**TEXTO MOSTRADO**

El otro día me paré a espiarle. Se suele poner en un cruce de la Castellana y es uno de esos muchachos lisiados que arrastran su cuerpo en los semáforos para pedir dinero a los automovilistas. Al igual que muchos madrileños, desde hace unos meses venía observando la extraña proliferación de chicos con aparentes problemas de motricidad en las principales calles de la ciudad. Son chavales que parecen sufrir terribles deficiencias congénitas capaces de estremecer al observador más templado.

Al confirmar que en su mayoría eran de origen rumano, me tomé la molestia de preguntar a expertos sanitarios si existe algún tipo de enfermedad o epidemia que afecte específicamente a los miembros de esa nacionalidad. Pensé también que tal vez pudieran ser víctimas de una alimentación incorrecta o la desatención médica propia de quienes llevan una vida errante.

No hubo forma, nadie supo darme cuenta de ningún mal que provoque tales daños y al que sean particularmente vulnerables. Algo similar me sucedió hace un par de años cuando advertí que la inmensa mayoría de las mujeres rumanas que mendigaban en los cruces mostraban una notoria cojera. Por aquella época pregunté incluso en la Organización Mundial de la Salud sobre los motivos de tan peculiar fenómeno y tampoco entonces supieron decirme nada sobre el particular.

A pesar de ello me resistía a sospechar que todas aquellas minusvalías fueran fingidas y llegué incluso a pensar en algún posible rito o tradición machista que deformara deliberadamente los pies de las mujeres para limitar su movilidad. Es evidente que la ingenuidad no tiene cabida entre la miseria. No hay ninguna enfermedad, ni costumbre ancestral alguna, ni nada de nada. Todo es falso. Las mujeres rumanas son capaces de andar con absoluta normalidad y si sus miembros inferiores renquean es porque ellas les hacen renquear. En esa Escuela de Pensamiento donde cursan obligadamente estudios de astucia los que nacen en la indigencia hay una cátedra dedicada a la farsa. Sus eruditos siguen manteniendo que es mucho mas fácil suscitar la compasión presentando una desgracia física que una anatomía sin tara alguna. Esto ocurría ya antes de Jesucristo, pero sorprende que los métodos para suscitar la conmiseración hayan avanzado tan poco en dos mil años y que tan burdo embuste siga dándoles buenos resultados.

**DATOS SELECCIONADOS**
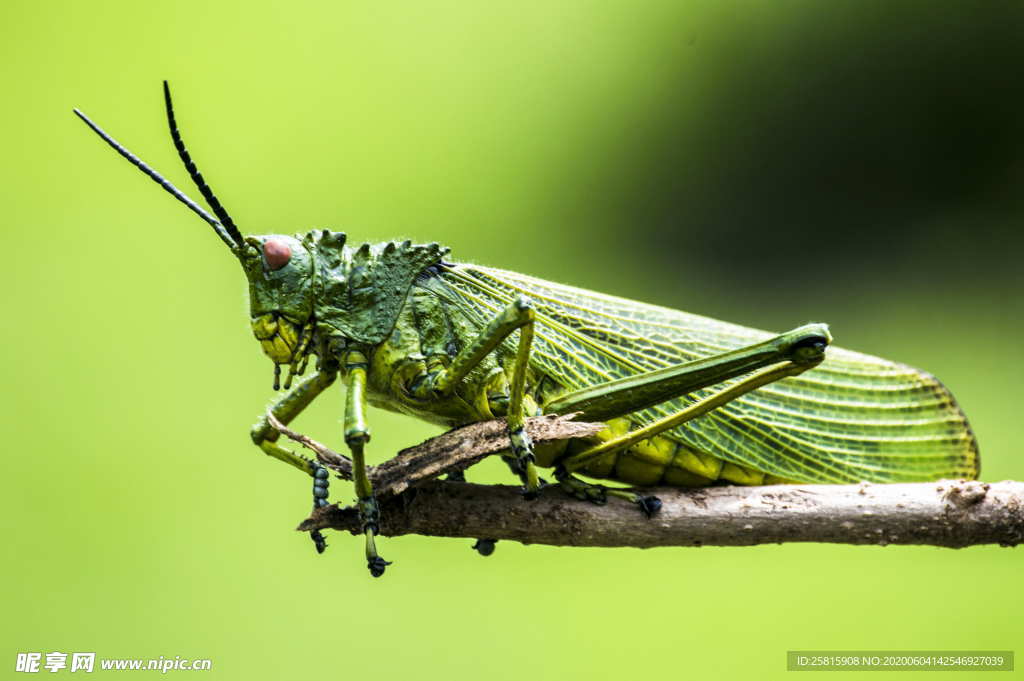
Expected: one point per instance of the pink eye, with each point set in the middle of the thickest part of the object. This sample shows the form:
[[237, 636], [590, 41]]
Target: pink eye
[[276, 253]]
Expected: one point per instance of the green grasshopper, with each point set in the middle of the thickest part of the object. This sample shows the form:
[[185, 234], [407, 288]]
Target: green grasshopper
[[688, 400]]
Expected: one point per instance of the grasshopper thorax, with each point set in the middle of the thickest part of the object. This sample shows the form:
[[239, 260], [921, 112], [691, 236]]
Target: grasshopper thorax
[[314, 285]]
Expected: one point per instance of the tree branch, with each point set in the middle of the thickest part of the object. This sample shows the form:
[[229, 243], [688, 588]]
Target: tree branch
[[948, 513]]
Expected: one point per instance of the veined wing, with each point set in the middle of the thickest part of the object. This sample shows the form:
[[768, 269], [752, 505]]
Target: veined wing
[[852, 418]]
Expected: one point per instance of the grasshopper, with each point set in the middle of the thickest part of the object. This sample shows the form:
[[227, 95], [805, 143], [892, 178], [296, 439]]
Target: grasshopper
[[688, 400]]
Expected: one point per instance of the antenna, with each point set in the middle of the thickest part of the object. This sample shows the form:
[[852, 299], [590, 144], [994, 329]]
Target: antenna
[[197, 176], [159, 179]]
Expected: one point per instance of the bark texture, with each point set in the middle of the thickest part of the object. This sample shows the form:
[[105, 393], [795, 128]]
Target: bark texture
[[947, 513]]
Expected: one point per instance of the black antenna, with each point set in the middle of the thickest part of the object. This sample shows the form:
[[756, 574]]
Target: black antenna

**LO QUE HARÁS**
A) Reproduce literalmente el fragmento del texto sobre los mendigos de Madrid que va desde "No hubo forma, nadie" hasta "sobre el particular.".
B) Continúa, por favor, el texto sobre los mendigos de Madrid a partir de su última oración.

**RESULTADOS**
A)
No hubo forma, nadie supo darme cuenta de ningún mal que provoque tales daños y al que sean particularmente vulnerables. Algo similar me sucedió hace un par de años cuando advertí que la inmensa mayoría de las mujeres rumanas que mendigaban en los cruces mostraban una notoria cojera. Por aquella época pregunté incluso en la Organización Mundial de la Salud sobre los motivos de tan peculiar fenómeno y tampoco entonces supieron decirme nada sobre el particular.

B)
Un taxista me comentaba con sorna la escena que había presenciado la semana pasada en un semáforo de Diego de León. Agachado, con los brazos colgando y las piernas encogidas, un joven de unos 20 años extendía su mano derecha retorcida a todos los conductores que esperaban para reemprender la marcha. Pasando de ventanilla en ventanilla parecía un auténtico Quasimodo recién descendido del campanario de Notre Dâme. Mi amigo el del taxi aguardaba cliente en una parada próxima sin otra cosa mejor que hacer que observar al presunto deforme. Acababa de completar con éxito la recaudación del último ciclo de semáforo cuando pasó por la calzada contraria un autobús que llamó poderosamente su atención. Miró el reloj y al ver que se le hacía tarde obró un milagro del que fueron testigos todos los viandantes. En fracciones de segundos, aquella anatomía desencajada, aquel amasijo de carne y huesos carente de concierto y armonía se transformó en un cuerpo atlético capaz de iniciar una espectacular carrera hasta alcanzar el autobús.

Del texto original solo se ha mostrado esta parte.